Exercice proposé 1. Convertissez la totalité du listing ci-dessous en un CSV à deux colonnes, consigne et cible, avec sur chaque ligne le texte à traiter sous consigne et sa réponse sous cible. Chaque valeur doit figurer dans un champ entre guillemets, les retours à la ligne y étant remplacés par des espaces.

Me Kamga note que le receveur percepteur municipal de la ville de Dakar, au titre de sa gestion de comptes en 2011, a été définitivement déchargé. ‘’Il ne peut plus, dorénavant, être reproché quoi que ce soit au comptable de la ville de Dakar et tous ceux qui sont intervenus, et plus personne ne peut juger les comptes de 2011’’, a-t-il plaidé. Il s’y ajoute que l’article 18 de la directive de l’Uemoa du 24 juin 2011 portant régime financier des collectivités territoriales au sein de l’Uemoa, dispose qu’aucun prévenu ne peut être interrogé sur les opérations comptables de 2011 liées à la gestion des comptes de la mairie de Dakar.
Me Ly : ‘’La plaidoirie est un art de convaincre, alors que l’évidence n’a pas besoin de plaidoirie’’
Les avocats de la défense sont préoccupés à essayer de savoir est-ce que ce procès doit continuer. ‘’La plaidoirie est un art de convaincre, alors que l’évidence n’a pas besoin de plaidoirie’’, a lancé Me Ciré Clédor Ly. Pour dire que l’affaire Khalifa Sall est ‘’’le dossier de l’évidence’’. Et les juges en charge de ce dossier sont les seuls à mettre fin à ce procès, car ‘’il y a d’énormes obstacles infranchissables avec graves irrégularités’’.
Concernant la prévenue pour faux et usage de faux en écriture, association de malfaiteurs et complicité, Fatou Traoré, Me Ly avance que toutes les infractions retenues à son encontre sont prescrites. ‘’C’est un tort qui s’arrêtera le plus rapidement possible’’, argue-t-il. D’après l’avocat, Fatou Traoré n’a signé aucune facture dans la limite des délais de prescription de l’action publique. Puisqu’elle a cessé de signer des factures bien avant 2014, pour avoir remis les cachets avant 2011. Me Ciré Clédor Ly soutient que la procédure est affectée par un vice irréparable. Lequel est la violation d’un droit sacré, imprescriptible et non dérogeable. ‘’Ce droit a un procès équitable a été piétiné jusqu’en ce moment précis où nous parlons’’, a-t-il lancé. Avant de dénoncer un autre point : ‘’Le droit du prévenu de disposer du temps de la préparation nécessaire de sa défense et de communiquer avec ses conseils.’’ ‘’La défense n’a eu que 40 jours contre 240 jours pour le procureur de la République. On nous contraint à venir plaider, alors que nous ne sommes pas prêts. Il faut que les juges aident leur peuple. Les juges sont les derniers remparts contre les violations des droits et contre l’arbitraire’’, a-t-il exposé.

Données extraites.
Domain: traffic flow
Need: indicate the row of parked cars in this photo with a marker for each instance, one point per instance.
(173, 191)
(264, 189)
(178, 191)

Exercice proposé 2. Reprenez l'extrait sur l'affaire Khalifa Sall en commençant par « Me Ly : ‘’La » et en allant jusqu'à « avec graves irrégularités’’. », en y remplaçant « plaidoirie » par « harangue ».

Corrigé 1.
consigne,cible
"Domain: traffic flow Need: indicate the row of parked cars in this photo with a marker for each instance, one point per instance.","(173, 191) (264, 189) (178, 191)"

Corrigé 2.
Me Ly : ‘’La harangue est un art de convaincre, alors que l’évidence n’a pas besoin de harangue’’
Les avocats de la défense sont préoccupés à essayer de savoir est-ce que ce procès doit continuer. ‘’La harangue est un art de convaincre, alors que l’évidence n’a pas besoin de harangue’’, a lancé Me Ciré Clédor Ly. Pour dire que l’affaire Khalifa Sall est ‘’’le dossier de l’évidence’’. Et les juges en charge de ce dossier sont les seuls à mettre fin à ce procès, car ‘’il y a d’énormes obstacles infranchissables avec graves irrégularités’’.